Obviously, on paper, this was a matchup I should've lost. The projections that came out before games started had Maize and Blue defeating your Howard's Heroes by something like 50 points. But Howard's Heroes took the projections out for a nice seafood dinner and never called them again! 

There's obviously some changes I need to make before next week starts. DeAngelo has got to ride that pine...putting up negative rushing yards...not up in here! Really thought Stewart being gone this week would allow him to shine a little more. Also, have to find a replacement for Fred Jackson. I have someone in mind but I won't say it here until I get him off waivers for fear that my competition is reading this blog right now...

If you guys have any questions on line-ups for next week or are wondering why the hell I started who I did, just ask in the comments. Until next week...

Howard's Heroes: 205.7  Maize and Blue: 136.2
Howard's Heroes 1-0

Tuesday, September 4, 2012

Fantasy Rules To Live By

First off, let me just get some things off my chest...

Fantasy Football is not a game people! It's not "haha hehe I want to play Fantasy this year". Oh no. If that's the kind of attitude you have while joining a league then you are not only cheating that league, and the integrity of having a make-believe roster of NFL superstars...you're cheating yourself.

Think of Fantasy Football as anything else you do to prove how awesome you are. "Hey, Mom and Dad, I made the Deans List!" Awesome. "Hey Billy, I sure did cream you in that game of HORSE!" Awesome. "Every everybody, I picked up Victor Cruz off the waiver wire and now he's putting up some of the biggest numbers in the NFL!" Awesome. And me last year, thankfully. It really was beautiful watching that man run his 4.4 speed up the sidelines only to salsa dance in the end zone. I cried every time. Bawled like a baby when he scored two fourth-quarter TDs against the Saints. Anyway, off topic...

You should take pride in your Fantasy Football team. It is YOUR brain child. You are the one that makes the decision to start Darren Sproles in your flex spot over Torrey Smith. Is it a good decision? I don't know. But if Sproles has that big game (maybe the Saints ran 37 screen plays), you are looking like the genius. I wouldn't go so far to call the strategy level in Fantasy Football like a game of chess. But then again, I would never put it on the mindless stupidity level of checkers. There's bragging rights and pride to be won here people! So put your checker boards away, ya buffoons, and start taking notes.

_Requirements_:
1 - In the fantasy football blog post, by roughly how many points did the projections expect Maize and Blue to win?
2 - Quote everything in the fantasy football blog post from "There's obviously some" down to "off my chest...".
Rely only on the fantasy football blog post.

_Rows_:

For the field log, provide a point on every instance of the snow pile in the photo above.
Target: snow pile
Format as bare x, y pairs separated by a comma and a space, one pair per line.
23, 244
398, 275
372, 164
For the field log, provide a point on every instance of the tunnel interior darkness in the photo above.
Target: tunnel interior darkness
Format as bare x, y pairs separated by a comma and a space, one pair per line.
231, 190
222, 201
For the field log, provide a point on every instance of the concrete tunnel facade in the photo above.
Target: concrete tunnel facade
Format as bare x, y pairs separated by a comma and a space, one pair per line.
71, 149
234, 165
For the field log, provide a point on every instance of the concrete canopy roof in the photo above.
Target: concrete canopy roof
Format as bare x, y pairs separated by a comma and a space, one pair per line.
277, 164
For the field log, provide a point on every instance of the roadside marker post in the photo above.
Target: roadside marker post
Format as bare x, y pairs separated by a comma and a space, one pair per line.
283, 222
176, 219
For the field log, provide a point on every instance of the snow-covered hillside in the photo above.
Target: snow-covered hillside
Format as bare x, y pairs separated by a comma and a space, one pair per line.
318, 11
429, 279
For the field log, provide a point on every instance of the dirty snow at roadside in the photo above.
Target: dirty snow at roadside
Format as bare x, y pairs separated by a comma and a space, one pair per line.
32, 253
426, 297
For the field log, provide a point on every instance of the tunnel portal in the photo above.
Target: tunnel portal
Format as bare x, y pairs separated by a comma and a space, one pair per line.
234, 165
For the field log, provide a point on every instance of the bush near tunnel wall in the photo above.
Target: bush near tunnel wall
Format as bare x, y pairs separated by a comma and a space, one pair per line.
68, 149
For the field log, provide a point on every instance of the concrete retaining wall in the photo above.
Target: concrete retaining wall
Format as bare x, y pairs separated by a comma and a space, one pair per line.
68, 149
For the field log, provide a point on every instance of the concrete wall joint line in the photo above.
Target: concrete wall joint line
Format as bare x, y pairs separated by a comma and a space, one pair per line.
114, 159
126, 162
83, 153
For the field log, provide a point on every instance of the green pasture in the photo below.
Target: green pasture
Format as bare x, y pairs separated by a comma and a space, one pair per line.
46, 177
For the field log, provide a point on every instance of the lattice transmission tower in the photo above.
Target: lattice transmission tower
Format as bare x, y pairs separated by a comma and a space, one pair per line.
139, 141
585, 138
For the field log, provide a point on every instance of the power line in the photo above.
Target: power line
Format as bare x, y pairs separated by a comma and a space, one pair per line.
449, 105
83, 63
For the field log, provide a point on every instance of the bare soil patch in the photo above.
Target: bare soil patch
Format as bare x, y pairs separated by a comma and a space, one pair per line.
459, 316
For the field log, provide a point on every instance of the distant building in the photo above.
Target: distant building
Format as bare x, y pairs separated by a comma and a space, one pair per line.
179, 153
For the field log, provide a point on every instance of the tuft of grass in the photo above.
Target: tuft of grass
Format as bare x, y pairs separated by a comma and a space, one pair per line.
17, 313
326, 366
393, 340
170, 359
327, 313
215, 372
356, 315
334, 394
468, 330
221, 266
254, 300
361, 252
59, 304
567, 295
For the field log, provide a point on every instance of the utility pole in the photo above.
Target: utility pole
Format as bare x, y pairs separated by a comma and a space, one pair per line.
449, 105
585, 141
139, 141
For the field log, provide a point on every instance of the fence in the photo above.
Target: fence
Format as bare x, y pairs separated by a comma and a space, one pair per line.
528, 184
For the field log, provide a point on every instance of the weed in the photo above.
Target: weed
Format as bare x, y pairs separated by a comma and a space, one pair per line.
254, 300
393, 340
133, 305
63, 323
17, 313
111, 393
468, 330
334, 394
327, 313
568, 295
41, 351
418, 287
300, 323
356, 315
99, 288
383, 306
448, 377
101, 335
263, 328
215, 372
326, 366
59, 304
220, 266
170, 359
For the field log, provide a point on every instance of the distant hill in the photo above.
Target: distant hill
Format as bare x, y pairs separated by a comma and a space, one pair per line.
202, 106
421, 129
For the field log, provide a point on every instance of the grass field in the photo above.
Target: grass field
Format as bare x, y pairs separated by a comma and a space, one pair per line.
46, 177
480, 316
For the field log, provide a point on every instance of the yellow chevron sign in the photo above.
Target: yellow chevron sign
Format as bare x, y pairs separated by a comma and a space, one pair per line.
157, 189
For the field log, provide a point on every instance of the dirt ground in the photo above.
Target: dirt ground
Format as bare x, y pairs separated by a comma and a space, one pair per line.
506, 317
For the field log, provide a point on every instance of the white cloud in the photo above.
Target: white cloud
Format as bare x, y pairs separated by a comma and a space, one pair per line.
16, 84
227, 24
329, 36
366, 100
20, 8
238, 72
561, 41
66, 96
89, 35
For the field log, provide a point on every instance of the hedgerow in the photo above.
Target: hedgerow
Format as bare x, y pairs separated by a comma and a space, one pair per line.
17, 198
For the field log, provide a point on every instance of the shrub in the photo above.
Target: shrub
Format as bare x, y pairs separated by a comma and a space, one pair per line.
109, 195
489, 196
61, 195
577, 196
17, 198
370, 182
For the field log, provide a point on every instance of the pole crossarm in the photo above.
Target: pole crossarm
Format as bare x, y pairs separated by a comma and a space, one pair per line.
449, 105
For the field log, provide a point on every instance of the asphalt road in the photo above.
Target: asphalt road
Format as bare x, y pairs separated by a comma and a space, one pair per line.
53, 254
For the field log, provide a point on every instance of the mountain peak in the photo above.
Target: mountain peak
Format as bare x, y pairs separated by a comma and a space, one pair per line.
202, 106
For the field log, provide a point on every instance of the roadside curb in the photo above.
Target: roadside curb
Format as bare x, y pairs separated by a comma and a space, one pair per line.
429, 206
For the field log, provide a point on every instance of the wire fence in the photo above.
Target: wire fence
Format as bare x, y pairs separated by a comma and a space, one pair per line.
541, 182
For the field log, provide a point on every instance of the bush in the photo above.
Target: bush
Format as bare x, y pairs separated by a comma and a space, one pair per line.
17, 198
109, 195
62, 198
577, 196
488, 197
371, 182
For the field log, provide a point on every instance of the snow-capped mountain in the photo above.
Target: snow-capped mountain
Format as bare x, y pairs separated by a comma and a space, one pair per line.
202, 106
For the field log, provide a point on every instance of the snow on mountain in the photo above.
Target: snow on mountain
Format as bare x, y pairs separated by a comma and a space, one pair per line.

_Answers to each task_:
1 - About 50 points.

2 -
There's obviously some changes I need to make before next week starts. DeAngelo has got to ride that pine...putting up negative rushing yards...not up in here! Really thought Stewart being gone this week would allow him to shine a little more. Also, have to find a replacement for Fred Jackson. I have someone in mind but I won't say it here until I get him off waivers for fear that my competition is reading this blog right now...

If you guys have any questions on line-ups for next week or are wondering why the hell I started who I did, just ask in the comments. Until next week...

Howard's Heroes: 205.7  Maize and Blue: 136.2
Howard's Heroes 1-0

Tuesday, September 4, 2012

Fantasy Rules To Live By

First off, let me just get some things off my chest...